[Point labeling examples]
= = = = =
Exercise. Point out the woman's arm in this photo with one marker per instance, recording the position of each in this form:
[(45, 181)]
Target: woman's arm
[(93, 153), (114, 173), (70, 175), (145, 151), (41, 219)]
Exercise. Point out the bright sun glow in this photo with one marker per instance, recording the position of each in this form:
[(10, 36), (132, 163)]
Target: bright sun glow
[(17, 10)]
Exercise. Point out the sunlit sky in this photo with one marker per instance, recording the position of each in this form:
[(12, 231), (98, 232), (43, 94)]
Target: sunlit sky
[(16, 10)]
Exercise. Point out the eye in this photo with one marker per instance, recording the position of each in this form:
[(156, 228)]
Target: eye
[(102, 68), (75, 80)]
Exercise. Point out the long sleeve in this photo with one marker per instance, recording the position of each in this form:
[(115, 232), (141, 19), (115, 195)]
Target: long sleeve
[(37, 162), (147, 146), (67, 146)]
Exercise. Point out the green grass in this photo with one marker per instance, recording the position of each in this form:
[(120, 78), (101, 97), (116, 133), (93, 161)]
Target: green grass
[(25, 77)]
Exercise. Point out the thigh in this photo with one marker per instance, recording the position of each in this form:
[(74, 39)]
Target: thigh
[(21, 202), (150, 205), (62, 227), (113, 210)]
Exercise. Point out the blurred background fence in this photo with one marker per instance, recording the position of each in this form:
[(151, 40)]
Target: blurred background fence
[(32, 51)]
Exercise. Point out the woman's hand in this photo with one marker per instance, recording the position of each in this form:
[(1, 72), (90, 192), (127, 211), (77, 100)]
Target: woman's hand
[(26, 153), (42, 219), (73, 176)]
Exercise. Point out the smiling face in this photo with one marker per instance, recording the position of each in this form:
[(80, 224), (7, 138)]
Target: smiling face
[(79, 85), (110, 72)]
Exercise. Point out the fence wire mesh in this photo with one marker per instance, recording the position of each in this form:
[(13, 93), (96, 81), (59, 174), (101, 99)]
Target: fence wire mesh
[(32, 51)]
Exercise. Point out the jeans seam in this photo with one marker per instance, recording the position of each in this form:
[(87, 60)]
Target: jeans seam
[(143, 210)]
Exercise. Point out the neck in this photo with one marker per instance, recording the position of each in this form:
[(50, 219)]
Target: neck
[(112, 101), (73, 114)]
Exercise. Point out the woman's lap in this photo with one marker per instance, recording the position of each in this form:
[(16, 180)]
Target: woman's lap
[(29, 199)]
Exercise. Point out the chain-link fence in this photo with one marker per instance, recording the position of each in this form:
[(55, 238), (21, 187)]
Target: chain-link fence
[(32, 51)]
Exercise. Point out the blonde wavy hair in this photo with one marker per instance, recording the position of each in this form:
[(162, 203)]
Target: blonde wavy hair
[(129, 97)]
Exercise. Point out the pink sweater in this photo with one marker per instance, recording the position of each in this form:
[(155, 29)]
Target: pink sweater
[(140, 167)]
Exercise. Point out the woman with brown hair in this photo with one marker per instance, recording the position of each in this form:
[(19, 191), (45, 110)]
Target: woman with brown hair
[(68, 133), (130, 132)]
= = = = =
[EXERCISE BRIEF]: From the "Exercise. Point out the blonde" line to the close of the listing, restate each line word for word.

[SOLUTION TO THIS TASK]:
Exercise. Point out the blonde wavy hair in this photo with one marker per instance, recording the position of each in this form:
[(162, 203)]
Target: blonde wavy hair
[(129, 97)]
Exercise. Point out the pink sweater in this photo with one marker per instance, recording the position of each in this form:
[(155, 29)]
Target: pink sweater
[(140, 167)]
Exercise. Point out the woman with brown hair in this photo with one marker per instance, recording the position of each in this form:
[(19, 191), (45, 110)]
Target: woman with brown hair
[(68, 133), (130, 132)]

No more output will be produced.